▼

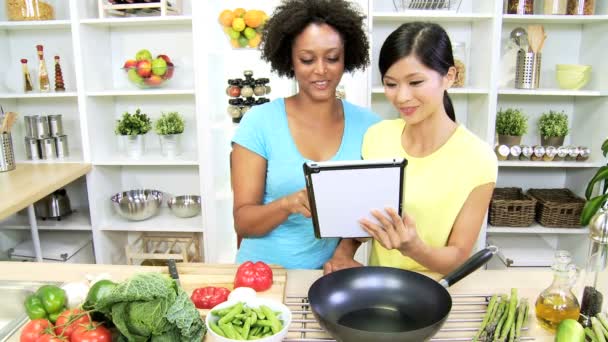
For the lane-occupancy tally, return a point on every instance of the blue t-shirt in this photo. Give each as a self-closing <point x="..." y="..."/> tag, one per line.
<point x="264" y="130"/>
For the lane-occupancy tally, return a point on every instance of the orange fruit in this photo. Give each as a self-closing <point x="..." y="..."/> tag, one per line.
<point x="238" y="24"/>
<point x="255" y="41"/>
<point x="239" y="12"/>
<point x="254" y="18"/>
<point x="226" y="17"/>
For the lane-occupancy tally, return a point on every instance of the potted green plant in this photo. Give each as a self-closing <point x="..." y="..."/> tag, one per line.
<point x="511" y="125"/>
<point x="553" y="128"/>
<point x="169" y="128"/>
<point x="132" y="128"/>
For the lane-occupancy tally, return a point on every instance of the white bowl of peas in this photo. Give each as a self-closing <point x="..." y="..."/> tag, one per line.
<point x="248" y="317"/>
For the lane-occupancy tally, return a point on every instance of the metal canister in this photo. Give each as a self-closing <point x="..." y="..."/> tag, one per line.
<point x="32" y="148"/>
<point x="55" y="125"/>
<point x="41" y="124"/>
<point x="583" y="154"/>
<point x="526" y="152"/>
<point x="61" y="143"/>
<point x="48" y="149"/>
<point x="30" y="130"/>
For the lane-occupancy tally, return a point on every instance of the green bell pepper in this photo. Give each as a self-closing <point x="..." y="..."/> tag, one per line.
<point x="34" y="308"/>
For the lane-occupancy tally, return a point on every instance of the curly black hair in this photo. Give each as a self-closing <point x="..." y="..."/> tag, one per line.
<point x="291" y="17"/>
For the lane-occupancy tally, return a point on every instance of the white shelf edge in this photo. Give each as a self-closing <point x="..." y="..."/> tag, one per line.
<point x="549" y="164"/>
<point x="557" y="19"/>
<point x="37" y="95"/>
<point x="430" y="14"/>
<point x="536" y="229"/>
<point x="78" y="220"/>
<point x="35" y="25"/>
<point x="550" y="92"/>
<point x="141" y="92"/>
<point x="451" y="91"/>
<point x="136" y="21"/>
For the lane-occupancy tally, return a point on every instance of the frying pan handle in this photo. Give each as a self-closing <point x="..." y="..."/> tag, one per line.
<point x="472" y="264"/>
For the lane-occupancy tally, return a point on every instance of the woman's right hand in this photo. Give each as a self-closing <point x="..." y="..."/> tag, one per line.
<point x="297" y="203"/>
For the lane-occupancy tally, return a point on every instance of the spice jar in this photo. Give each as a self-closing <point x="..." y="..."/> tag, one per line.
<point x="539" y="152"/>
<point x="597" y="260"/>
<point x="581" y="7"/>
<point x="550" y="153"/>
<point x="520" y="7"/>
<point x="526" y="152"/>
<point x="562" y="152"/>
<point x="515" y="152"/>
<point x="502" y="152"/>
<point x="555" y="6"/>
<point x="460" y="62"/>
<point x="583" y="154"/>
<point x="557" y="302"/>
<point x="19" y="10"/>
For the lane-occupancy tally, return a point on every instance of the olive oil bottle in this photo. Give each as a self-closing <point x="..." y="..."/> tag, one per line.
<point x="557" y="302"/>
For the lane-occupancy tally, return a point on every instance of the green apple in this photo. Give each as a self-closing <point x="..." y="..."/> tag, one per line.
<point x="249" y="33"/>
<point x="159" y="66"/>
<point x="134" y="77"/>
<point x="143" y="54"/>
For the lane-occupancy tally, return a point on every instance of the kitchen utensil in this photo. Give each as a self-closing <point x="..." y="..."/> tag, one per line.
<point x="386" y="304"/>
<point x="185" y="206"/>
<point x="137" y="205"/>
<point x="173" y="271"/>
<point x="56" y="205"/>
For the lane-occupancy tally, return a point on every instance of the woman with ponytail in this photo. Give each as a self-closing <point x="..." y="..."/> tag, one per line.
<point x="451" y="173"/>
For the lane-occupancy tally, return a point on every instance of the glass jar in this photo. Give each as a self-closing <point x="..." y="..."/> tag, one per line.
<point x="520" y="7"/>
<point x="597" y="261"/>
<point x="557" y="302"/>
<point x="555" y="6"/>
<point x="460" y="62"/>
<point x="18" y="10"/>
<point x="581" y="7"/>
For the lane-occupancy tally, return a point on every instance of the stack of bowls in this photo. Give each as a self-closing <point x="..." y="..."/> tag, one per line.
<point x="572" y="76"/>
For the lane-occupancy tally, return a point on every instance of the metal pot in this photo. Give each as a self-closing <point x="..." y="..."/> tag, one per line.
<point x="55" y="205"/>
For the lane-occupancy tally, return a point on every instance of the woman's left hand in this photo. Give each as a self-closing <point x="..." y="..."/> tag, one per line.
<point x="393" y="232"/>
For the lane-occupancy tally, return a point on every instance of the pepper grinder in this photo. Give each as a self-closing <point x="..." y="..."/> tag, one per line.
<point x="597" y="260"/>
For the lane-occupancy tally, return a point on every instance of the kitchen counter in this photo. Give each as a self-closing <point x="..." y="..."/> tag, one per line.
<point x="30" y="182"/>
<point x="529" y="282"/>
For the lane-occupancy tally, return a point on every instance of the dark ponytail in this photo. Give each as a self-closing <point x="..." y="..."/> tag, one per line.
<point x="429" y="43"/>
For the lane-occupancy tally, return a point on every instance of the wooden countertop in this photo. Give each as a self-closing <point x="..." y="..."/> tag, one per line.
<point x="30" y="182"/>
<point x="529" y="282"/>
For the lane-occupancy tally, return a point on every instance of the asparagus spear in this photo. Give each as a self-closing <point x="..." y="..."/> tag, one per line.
<point x="511" y="316"/>
<point x="522" y="314"/>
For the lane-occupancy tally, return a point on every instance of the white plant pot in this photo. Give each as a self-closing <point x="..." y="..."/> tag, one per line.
<point x="170" y="145"/>
<point x="134" y="145"/>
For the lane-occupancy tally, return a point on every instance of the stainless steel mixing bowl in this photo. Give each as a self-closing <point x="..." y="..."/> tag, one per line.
<point x="137" y="205"/>
<point x="185" y="206"/>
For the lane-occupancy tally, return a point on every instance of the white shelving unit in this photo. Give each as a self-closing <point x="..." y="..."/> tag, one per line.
<point x="93" y="51"/>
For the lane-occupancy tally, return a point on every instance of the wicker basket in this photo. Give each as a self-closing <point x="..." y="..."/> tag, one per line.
<point x="510" y="207"/>
<point x="558" y="208"/>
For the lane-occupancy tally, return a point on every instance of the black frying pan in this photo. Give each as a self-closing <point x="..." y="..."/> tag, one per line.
<point x="381" y="304"/>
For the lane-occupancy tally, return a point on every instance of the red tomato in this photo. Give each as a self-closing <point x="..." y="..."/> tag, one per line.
<point x="51" y="338"/>
<point x="94" y="332"/>
<point x="34" y="329"/>
<point x="257" y="275"/>
<point x="208" y="297"/>
<point x="70" y="320"/>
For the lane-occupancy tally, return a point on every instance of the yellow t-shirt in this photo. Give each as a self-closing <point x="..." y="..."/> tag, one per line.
<point x="436" y="186"/>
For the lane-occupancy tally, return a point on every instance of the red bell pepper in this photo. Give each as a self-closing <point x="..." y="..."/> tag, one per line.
<point x="208" y="297"/>
<point x="257" y="275"/>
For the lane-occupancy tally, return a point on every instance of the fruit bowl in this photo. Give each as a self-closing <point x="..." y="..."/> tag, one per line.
<point x="146" y="71"/>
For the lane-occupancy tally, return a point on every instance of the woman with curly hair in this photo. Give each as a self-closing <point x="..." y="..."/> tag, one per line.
<point x="315" y="42"/>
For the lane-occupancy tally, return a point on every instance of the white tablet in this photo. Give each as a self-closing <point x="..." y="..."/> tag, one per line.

▲

■ **PROMPT**
Every record should come back exactly as it is, though none of the pictures should.

■ **EXERCISE ANSWER**
For the lane-occupancy tally, return a point on every instance of the blue t-shirt in this photo. Give each as a self-closing <point x="..." y="..."/> tag, one per line.
<point x="264" y="130"/>
For the lane-occupancy tally, return a point on every instance of the orange fruit in this photo. Give each as a self-closing <point x="..." y="..."/> tag, one per line.
<point x="238" y="24"/>
<point x="255" y="41"/>
<point x="239" y="12"/>
<point x="254" y="18"/>
<point x="226" y="17"/>
For the lane-occupancy tally, return a point on every instance of the potted green plant in this photo. Give each as a self-closing <point x="..." y="..."/> tag, one per line.
<point x="511" y="125"/>
<point x="553" y="128"/>
<point x="169" y="128"/>
<point x="132" y="128"/>
For the lane-occupancy tally, return a point on every instance of the white bowl of peas in this photo. Give each as a self-closing <point x="..." y="..."/> tag, one per line.
<point x="248" y="317"/>
For the lane-occupancy tally, return a point on every instance of the metal canister in this photo. Give each as a self-closing <point x="..." y="..."/> tag, one per line.
<point x="32" y="148"/>
<point x="55" y="125"/>
<point x="41" y="124"/>
<point x="583" y="154"/>
<point x="526" y="152"/>
<point x="61" y="143"/>
<point x="48" y="149"/>
<point x="30" y="130"/>
For the lane-occupancy tally, return a point on every instance of the green bell pepper in this photo. Give each as a self-closing <point x="..." y="..."/> tag, one per line.
<point x="34" y="308"/>
For the lane-occupancy tally, return a point on every instance of the curly black hair in this photo. Give each as a self-closing <point x="..." y="..."/> tag, one per line.
<point x="291" y="17"/>
For the lane-occupancy tally, return a point on every instance of the white shelf edge in this photo. Give each as a self-closing <point x="..." y="..."/> tag, one per line.
<point x="549" y="164"/>
<point x="557" y="19"/>
<point x="37" y="95"/>
<point x="430" y="14"/>
<point x="536" y="229"/>
<point x="78" y="220"/>
<point x="35" y="25"/>
<point x="550" y="92"/>
<point x="141" y="92"/>
<point x="451" y="91"/>
<point x="136" y="21"/>
For the lane-occupancy tally, return a point on every instance of the frying pan handle in this photo. Give each as a self-closing <point x="..." y="..."/> tag, one per line.
<point x="472" y="264"/>
For the lane-occupancy tally, return a point on every instance of the woman's right hand in this photo. Give each as a self-closing <point x="..." y="..."/> tag, one per line.
<point x="297" y="203"/>
For the lane-occupancy tally, return a point on every instance of the spice jar in this photo. Give each as a self-closing <point x="..." y="..."/> tag, one per line.
<point x="539" y="152"/>
<point x="597" y="260"/>
<point x="581" y="7"/>
<point x="550" y="153"/>
<point x="520" y="7"/>
<point x="526" y="152"/>
<point x="562" y="152"/>
<point x="515" y="152"/>
<point x="502" y="152"/>
<point x="555" y="6"/>
<point x="460" y="62"/>
<point x="583" y="154"/>
<point x="557" y="302"/>
<point x="19" y="10"/>
For the lane-occupancy tally, return a point on every instance of the olive oil bottle in this photo. Give each as a self-closing <point x="..." y="..."/> tag, one per line.
<point x="557" y="302"/>
For the lane-occupancy tally, return a point on every instance of the green apple in this photo. Give each as a self-closing <point x="..." y="..."/> tag, one per line.
<point x="249" y="33"/>
<point x="159" y="66"/>
<point x="134" y="77"/>
<point x="143" y="54"/>
For the lane-occupancy tally, return a point on every instance of the kitchen utensil in this photo. Give each as a self-closing <point x="..." y="..."/> tag, one per line.
<point x="386" y="304"/>
<point x="185" y="206"/>
<point x="137" y="205"/>
<point x="173" y="271"/>
<point x="56" y="205"/>
For the lane-occupancy tally, return a point on every instance of the woman with ponytail in this photo. Give each as a self-closing <point x="..." y="..."/> tag, one per line.
<point x="451" y="173"/>
For the lane-occupancy tally, return a point on every instance of the glass jar in this photo. Give each as a self-closing <point x="..." y="..."/> tag, one per line.
<point x="520" y="7"/>
<point x="597" y="261"/>
<point x="557" y="302"/>
<point x="555" y="6"/>
<point x="460" y="62"/>
<point x="18" y="10"/>
<point x="581" y="7"/>
For the lane-occupancy tally, return a point on every instance of the stack of bowls in this photo. Give each as a self-closing <point x="..." y="..."/> tag, one per line.
<point x="572" y="76"/>
For the lane-occupancy tally, return a point on every instance of the metal pot in this photo. Give each as a self-closing <point x="..." y="..."/> tag, one per line.
<point x="55" y="205"/>
For the lane-occupancy tally, return a point on every instance of the woman's left hand in this photo. Give each as a self-closing <point x="..." y="..."/> tag, one per line.
<point x="393" y="232"/>
For the lane-occupancy tally, return a point on every instance of the pepper grinder in this photo. Give each as a self-closing <point x="..." y="..."/> tag, one per line.
<point x="597" y="260"/>
For the lane-occupancy tally, return a point on every instance of the kitchen counter in this photo. Give each as a self-closing <point x="..." y="..."/> tag, one per line.
<point x="30" y="182"/>
<point x="529" y="282"/>
For the lane-occupancy tally, return a point on every instance of the dark ponytail in this photo. Give each as a self-closing <point x="..." y="..."/> tag, one per line.
<point x="429" y="43"/>
For the lane-occupancy tally, return a point on every instance of the wooden countertop in this photo. Give each as a self-closing <point x="..." y="..."/> tag, one per line.
<point x="30" y="182"/>
<point x="529" y="282"/>
For the lane-occupancy tally, return a point on every instance of the asparagus spear in this photo. Give each as a self-closing <point x="..." y="..."/> tag, one per line.
<point x="511" y="316"/>
<point x="522" y="314"/>
For the lane-occupancy tally, return a point on every instance of the white plant pot in this photo. Give each as a self-closing <point x="..." y="..."/> tag, one per line.
<point x="170" y="145"/>
<point x="134" y="145"/>
For the lane-occupancy tally, return a point on every instance of the stainless steel mixing bowl in this photo. Give each as a self-closing <point x="..." y="..."/> tag, one per line.
<point x="137" y="205"/>
<point x="185" y="206"/>
For the lane-occupancy tally, return a point on every instance of the white shelving unit in this photo. Give each as a self-closing <point x="..." y="..."/> tag, one per line.
<point x="93" y="51"/>
For the lane-occupancy tally, return a point on every instance of the wicker basket in this photo. Give each as a self-closing <point x="..." y="..."/> tag, one per line.
<point x="510" y="207"/>
<point x="558" y="208"/>
For the lane-occupancy tally, return a point on every instance of the black frying pan in this photo. Give each as a self-closing <point x="..." y="..."/> tag, one per line.
<point x="381" y="304"/>
For the lane-occupancy tally, return a point on every instance of the red tomato in this photo. Give each as a self-closing <point x="..." y="..."/> tag, one per line.
<point x="51" y="338"/>
<point x="94" y="332"/>
<point x="34" y="329"/>
<point x="257" y="275"/>
<point x="208" y="297"/>
<point x="70" y="320"/>
For the lane-occupancy tally, return a point on every instance of the yellow t-shirt in this photo. Give each as a self-closing <point x="..." y="..."/> tag, one per line.
<point x="436" y="186"/>
For the lane-occupancy tally, return a point on every instance of the red bell pepper in this photo. Give each as a self-closing <point x="..." y="..."/> tag, one per line.
<point x="208" y="297"/>
<point x="257" y="275"/>
For the lane-occupancy tally, return a point on every instance of the fruit bowl in this photo. Give each as a self-closing <point x="..." y="..."/> tag, one per line.
<point x="146" y="71"/>
For the lane-occupancy tally, return a point on every instance of the woman with curly hair in this photo. Give each as a self-closing <point x="..." y="..."/> tag, one per line.
<point x="315" y="42"/>
For the lane-occupancy tally, return a point on every instance of the white tablet in this photo. Give each as a self-closing <point x="..." y="..."/> tag, one per line.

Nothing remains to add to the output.